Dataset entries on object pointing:

BEGIN

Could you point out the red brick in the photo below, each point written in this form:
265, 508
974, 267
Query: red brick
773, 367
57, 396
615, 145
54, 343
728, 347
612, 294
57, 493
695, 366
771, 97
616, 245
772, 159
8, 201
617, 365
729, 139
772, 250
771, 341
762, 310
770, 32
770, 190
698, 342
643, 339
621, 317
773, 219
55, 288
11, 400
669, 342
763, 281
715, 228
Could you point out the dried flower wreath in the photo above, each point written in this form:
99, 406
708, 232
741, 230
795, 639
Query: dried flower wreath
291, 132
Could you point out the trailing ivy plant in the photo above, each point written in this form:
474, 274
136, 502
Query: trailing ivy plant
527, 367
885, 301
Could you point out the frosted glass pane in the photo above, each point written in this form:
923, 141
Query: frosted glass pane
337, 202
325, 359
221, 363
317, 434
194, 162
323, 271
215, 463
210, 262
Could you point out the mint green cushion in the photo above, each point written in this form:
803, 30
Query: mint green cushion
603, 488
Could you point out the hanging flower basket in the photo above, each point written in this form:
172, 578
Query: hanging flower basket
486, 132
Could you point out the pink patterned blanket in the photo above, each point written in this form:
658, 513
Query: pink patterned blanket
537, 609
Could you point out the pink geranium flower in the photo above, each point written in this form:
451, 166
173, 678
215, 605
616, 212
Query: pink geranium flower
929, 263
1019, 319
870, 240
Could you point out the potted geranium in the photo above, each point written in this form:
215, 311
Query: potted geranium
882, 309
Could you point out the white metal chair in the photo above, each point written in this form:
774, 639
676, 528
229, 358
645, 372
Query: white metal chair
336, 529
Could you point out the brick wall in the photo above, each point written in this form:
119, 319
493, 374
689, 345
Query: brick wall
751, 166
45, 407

END

Convert only the lines of the entries above, beginning with the line that contains "Could you point out the trailing" and running through the final line of the entries, into a JSON list of strings with one string per line, omitting blank lines.

[
  "Could you point out the trailing ivy plant in the photo above, each point written in this form:",
  "474, 274",
  "136, 502",
  "Query: trailing ivy plant",
  "527, 367",
  "885, 301",
  "Could you point out the frosted glass pane in the photo above, each point written in this form:",
  "923, 141",
  "Query: frosted glass pane",
  "337, 202",
  "325, 359",
  "221, 363",
  "317, 434",
  "194, 162",
  "323, 271",
  "215, 463",
  "210, 262",
  "Could you point out the mint green cushion in the photo above, each point written in this form:",
  "803, 30",
  "Query: mint green cushion",
  "603, 488",
  "Could you point out the hanging flower basket in the photo above, each point written in this form:",
  "172, 578",
  "Query: hanging flower basket",
  "486, 132",
  "Could you point out the pink patterned blanket in the photo above, each point written in this form:",
  "658, 513",
  "Query: pink patterned blanket",
  "537, 609",
  "Could you point out the pink geranium flower in the photo above, each point written in this form:",
  "451, 166",
  "173, 678",
  "215, 605",
  "616, 212",
  "Query: pink geranium flower",
  "929, 263",
  "1019, 319",
  "870, 240",
  "Could you point out the potted geranium in the photo above, each point written in this form:",
  "215, 311",
  "Query: potted geranium",
  "882, 309",
  "Could you point out the white metal chair in the photo above, each point written in this form:",
  "774, 639",
  "676, 528",
  "229, 358",
  "645, 372",
  "Query: white metal chair",
  "336, 529",
  "Could you point out the brick wall in the photo above, each point written in this form:",
  "119, 319",
  "493, 374",
  "689, 345",
  "Query: brick wall",
  "751, 166",
  "45, 407"
]